WORK TO BE COMPLETED: According to the text on children's mental health services, what percentage of schools does the Government say it is on track to have Mental Health Support Teams in by 2023?

── DOCUMENT PASSAGE

The more we investigated, the more we realised that it’s not just about the crisis services at the top.
Charitable organisations, schools, GPs all said the same thing: that there needs to be a bigger focus and more funding not just for CAMHS, but for early, preventive measures.
Mental health nurse, Nikki Webster, says the frustration takes its toll.
Meanwhile, mental health expert Jennifer Wyman says more preventative measures would stop children from feeling like they are 'drowning'.
The consequences of not helping a child quickly enough hit home to us when we went to speak to Marcellus Baz. He runs a boxing school and mentors many young people.
A NHSE Midlands spokesperson said:
“Staff are now treating more children and young people than ever before – the NHS has responded rapidly to the increased demand with a wide range of services available for those who need help, including through mental health support teams working with schools across the country and 24/7 freephone crisis lines for all ages, set up last summer.
“We are currently working with all health services in the Midlands with a focus this year on improving and investing in child and adolescent mental health services, as well as sharing best practice, this includes community and discharge support as well as eating disorder services.”
We repeatedly asked the Minister for Mental Health, Suicide Prevention and Patient Safety, Nadine Dorries for an interview, but she was unavailable.
In a statement she said:
“I am acutely aware of the impact the pandemic has had on the mental wellbeing of our children and young people and this government is absolutely committed to supporting them, both now and in the future.
“We know just how vital early intervention and treatment is, and we are providing an extra £2.3 billion a year to mental health services by 2023.
"This funding is going to make a real difference to young people’s lives by giving an additional 345,000 children access to NHS-funded services or school and college-based support by 2024.
“At the same time we’ve invested an additional £500 million in our cross-government Mental Health Recovery Action plan which will specifically target support to those that have been most impacted by the pandemic, including individuals with severe mental illnesses, young people, and frontline staff.”
What has been done to improve services?
In recent years there have been a number of initiatives and commitments to improving provision for children’s mental health.
In 2017 the Government published a Green Paper with plans to improve early prevention and a bigger focus on what can be done in schools.
There is now funding to train mental health leads in schools and the Government says it’s on track for 35% of schools to have Mental Health Support Teams by 2023.
These teams are supervised by NHS staff and provide a bridge into schools, focusing on mild to moderate mental health issues.
This initiative has been well received by schools, and early data suggests they are having a good impact.
But the Children’s Commissioner says she wants to see the rollout ‘rocket boosted’ and members of the Health and Social Care Select Committee, which is holding inquiry into services for children’s mental health, have pointed out that at this rate 65% of schools will still not have MHSTs by 2023.
Research funded by the National Institute for Health Research also found that ‘Some schools and colleges reported that the mental health support teams were not able to help some of their children and young people who were most in need of support.
This particularly related to children whose needs were greater than ‘mild to moderate’ (the group that the teams were designed to serve) but still not deemed serious enough to meet the referral criteria for specialist mental health services.
Schools and colleges raised concerns about this group of children and young people falling between gaps in local provision.”
The NHS wants to be able to give specialist support to every child who needs it by 2028.
The people I’ve spoken to are sceptical this will happen unless the Government moves more quickly and is more ambitious.
It matters. To children, to their families, to their teachers, their doctors. And as former Health Secretary Jeremey Hunt said, it matters to us all.

────
── SUPPLIED RECORDS

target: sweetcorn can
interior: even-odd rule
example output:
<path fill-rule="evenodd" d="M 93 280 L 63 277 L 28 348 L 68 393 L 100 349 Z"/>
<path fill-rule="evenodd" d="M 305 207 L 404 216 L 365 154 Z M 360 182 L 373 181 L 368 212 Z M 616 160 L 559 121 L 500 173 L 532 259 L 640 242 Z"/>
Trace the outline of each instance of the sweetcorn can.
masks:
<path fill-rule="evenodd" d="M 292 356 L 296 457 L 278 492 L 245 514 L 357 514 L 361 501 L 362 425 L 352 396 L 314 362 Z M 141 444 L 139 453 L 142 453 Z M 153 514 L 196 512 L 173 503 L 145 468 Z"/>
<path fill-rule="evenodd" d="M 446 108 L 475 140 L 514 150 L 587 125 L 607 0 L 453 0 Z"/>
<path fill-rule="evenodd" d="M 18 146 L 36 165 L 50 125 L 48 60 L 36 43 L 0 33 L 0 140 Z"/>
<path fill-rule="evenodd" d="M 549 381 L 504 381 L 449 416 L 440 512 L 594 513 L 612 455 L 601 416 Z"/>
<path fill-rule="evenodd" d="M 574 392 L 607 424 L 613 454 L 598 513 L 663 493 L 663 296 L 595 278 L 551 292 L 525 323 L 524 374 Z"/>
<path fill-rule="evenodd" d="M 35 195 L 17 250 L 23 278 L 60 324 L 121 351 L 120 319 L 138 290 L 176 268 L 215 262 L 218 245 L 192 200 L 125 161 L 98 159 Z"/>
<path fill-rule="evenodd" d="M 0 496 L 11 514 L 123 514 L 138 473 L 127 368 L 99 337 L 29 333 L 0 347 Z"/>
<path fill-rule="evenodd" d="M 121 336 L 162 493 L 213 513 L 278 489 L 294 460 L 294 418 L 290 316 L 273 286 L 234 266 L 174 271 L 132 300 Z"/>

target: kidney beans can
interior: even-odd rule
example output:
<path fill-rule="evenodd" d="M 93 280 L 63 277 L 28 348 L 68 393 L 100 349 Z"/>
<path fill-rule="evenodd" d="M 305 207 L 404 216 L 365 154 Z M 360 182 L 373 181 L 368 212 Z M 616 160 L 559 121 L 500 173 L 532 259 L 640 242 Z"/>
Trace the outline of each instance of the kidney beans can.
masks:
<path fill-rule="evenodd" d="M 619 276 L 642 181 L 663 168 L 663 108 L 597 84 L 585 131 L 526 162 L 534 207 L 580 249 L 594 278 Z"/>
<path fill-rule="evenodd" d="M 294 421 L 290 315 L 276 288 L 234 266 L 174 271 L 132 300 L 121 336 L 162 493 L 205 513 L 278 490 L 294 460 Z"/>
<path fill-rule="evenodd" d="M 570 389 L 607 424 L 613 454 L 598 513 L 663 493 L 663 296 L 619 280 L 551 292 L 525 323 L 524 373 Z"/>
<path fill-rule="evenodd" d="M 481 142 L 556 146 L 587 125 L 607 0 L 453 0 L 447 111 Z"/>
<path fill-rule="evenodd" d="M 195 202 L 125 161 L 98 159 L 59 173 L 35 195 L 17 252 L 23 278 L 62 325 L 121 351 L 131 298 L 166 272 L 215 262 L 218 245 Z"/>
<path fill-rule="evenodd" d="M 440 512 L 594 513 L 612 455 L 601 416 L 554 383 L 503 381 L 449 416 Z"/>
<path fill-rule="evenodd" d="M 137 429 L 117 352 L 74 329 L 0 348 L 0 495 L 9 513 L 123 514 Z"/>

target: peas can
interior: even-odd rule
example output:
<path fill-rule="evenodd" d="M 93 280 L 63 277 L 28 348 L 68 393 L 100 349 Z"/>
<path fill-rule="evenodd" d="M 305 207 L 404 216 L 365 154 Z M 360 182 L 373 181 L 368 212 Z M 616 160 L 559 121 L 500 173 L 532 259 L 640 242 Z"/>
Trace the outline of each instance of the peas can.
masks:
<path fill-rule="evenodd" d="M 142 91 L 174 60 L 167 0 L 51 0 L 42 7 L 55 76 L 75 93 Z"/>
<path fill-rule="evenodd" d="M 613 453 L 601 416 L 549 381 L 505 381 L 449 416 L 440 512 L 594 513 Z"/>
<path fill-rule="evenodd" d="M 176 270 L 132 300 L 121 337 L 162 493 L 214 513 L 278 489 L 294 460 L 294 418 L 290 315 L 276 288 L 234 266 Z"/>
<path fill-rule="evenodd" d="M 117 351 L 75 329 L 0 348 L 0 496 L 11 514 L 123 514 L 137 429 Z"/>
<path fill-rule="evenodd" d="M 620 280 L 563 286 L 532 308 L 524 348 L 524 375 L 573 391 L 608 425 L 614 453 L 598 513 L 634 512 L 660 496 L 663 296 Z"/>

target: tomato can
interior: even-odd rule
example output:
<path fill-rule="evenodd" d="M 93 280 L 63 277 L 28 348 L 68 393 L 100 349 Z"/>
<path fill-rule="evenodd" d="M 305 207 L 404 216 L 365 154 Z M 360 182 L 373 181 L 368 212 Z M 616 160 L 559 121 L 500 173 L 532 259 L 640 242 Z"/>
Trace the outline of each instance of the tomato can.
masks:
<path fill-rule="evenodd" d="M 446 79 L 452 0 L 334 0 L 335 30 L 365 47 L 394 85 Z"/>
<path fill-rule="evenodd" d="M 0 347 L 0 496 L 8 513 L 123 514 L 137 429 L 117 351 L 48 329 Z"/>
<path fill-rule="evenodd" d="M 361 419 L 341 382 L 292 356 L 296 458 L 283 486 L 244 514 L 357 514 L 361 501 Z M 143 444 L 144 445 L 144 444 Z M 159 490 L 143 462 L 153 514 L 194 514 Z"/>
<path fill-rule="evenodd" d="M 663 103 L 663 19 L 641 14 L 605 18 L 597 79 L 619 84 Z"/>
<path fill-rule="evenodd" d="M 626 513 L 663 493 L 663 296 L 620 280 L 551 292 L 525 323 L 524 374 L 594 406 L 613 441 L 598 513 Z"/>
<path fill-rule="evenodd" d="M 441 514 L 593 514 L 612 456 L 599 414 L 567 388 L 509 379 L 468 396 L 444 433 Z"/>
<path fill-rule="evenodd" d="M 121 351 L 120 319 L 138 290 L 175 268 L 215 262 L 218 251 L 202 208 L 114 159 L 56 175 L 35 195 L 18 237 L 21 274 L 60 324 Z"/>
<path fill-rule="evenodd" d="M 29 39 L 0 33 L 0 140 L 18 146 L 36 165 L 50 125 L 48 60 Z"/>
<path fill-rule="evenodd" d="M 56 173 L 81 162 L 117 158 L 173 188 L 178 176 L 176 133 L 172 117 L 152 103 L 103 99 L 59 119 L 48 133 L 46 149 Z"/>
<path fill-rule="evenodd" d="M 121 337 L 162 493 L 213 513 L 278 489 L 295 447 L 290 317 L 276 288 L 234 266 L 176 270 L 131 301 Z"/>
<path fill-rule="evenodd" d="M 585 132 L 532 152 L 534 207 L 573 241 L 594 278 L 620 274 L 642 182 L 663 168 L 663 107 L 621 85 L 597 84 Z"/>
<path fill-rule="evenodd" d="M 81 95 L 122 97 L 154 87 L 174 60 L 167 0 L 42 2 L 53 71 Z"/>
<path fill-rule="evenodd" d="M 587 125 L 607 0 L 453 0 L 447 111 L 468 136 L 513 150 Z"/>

────
── SUPPLIED RECORDS

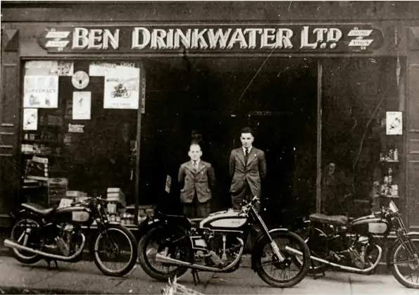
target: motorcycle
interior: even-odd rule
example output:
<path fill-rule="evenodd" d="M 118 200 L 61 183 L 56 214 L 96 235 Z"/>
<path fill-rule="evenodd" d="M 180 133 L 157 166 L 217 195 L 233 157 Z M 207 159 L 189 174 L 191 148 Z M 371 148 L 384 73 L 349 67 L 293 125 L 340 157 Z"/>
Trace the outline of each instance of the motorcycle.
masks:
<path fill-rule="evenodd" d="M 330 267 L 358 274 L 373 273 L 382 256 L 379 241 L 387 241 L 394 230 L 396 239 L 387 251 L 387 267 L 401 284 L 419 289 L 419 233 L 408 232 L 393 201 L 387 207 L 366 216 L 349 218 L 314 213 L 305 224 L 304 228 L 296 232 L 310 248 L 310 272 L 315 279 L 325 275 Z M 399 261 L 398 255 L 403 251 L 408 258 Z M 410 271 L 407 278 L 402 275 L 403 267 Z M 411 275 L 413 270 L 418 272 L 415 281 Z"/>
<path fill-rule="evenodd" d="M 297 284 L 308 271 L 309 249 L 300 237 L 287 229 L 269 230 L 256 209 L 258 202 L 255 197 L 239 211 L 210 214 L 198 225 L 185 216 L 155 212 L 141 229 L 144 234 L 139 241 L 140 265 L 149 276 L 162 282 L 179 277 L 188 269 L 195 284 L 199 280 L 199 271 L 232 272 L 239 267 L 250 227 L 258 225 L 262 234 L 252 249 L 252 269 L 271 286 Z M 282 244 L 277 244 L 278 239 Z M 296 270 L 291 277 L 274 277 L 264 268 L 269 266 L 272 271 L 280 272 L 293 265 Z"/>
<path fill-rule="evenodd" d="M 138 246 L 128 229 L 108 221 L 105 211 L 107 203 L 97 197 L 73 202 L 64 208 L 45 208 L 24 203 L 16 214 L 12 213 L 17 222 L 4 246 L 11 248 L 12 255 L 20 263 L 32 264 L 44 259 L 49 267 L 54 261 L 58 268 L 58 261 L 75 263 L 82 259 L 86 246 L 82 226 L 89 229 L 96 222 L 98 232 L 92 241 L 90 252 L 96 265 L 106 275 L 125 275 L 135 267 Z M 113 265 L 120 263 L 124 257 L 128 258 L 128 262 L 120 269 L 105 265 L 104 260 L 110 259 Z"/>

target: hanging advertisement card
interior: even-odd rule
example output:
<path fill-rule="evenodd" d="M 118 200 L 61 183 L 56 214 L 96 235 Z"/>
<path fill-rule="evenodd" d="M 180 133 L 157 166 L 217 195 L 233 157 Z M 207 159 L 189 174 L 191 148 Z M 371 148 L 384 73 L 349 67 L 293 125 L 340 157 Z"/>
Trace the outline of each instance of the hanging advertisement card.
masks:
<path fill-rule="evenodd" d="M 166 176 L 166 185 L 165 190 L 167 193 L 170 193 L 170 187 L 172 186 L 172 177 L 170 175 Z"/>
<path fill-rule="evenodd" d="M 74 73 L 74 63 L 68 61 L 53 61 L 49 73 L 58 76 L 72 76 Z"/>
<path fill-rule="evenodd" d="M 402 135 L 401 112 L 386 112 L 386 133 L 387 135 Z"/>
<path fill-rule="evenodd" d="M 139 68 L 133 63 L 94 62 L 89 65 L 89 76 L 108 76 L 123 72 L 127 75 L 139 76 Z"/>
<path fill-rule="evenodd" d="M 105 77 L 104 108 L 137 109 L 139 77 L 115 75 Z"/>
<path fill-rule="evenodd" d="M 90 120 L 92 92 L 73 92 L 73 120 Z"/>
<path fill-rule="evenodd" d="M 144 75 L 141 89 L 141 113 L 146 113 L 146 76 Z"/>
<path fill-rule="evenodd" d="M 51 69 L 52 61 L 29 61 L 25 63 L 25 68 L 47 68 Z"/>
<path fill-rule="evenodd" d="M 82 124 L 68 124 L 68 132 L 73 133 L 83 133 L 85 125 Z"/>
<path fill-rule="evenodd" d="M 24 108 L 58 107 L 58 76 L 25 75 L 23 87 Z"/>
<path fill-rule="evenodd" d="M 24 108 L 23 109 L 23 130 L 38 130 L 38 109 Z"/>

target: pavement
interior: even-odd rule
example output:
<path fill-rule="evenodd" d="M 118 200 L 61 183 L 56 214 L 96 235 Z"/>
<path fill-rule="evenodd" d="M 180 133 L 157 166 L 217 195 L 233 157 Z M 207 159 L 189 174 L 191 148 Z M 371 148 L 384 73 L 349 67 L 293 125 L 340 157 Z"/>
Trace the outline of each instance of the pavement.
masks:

────

RESPONSE: 35% of schools.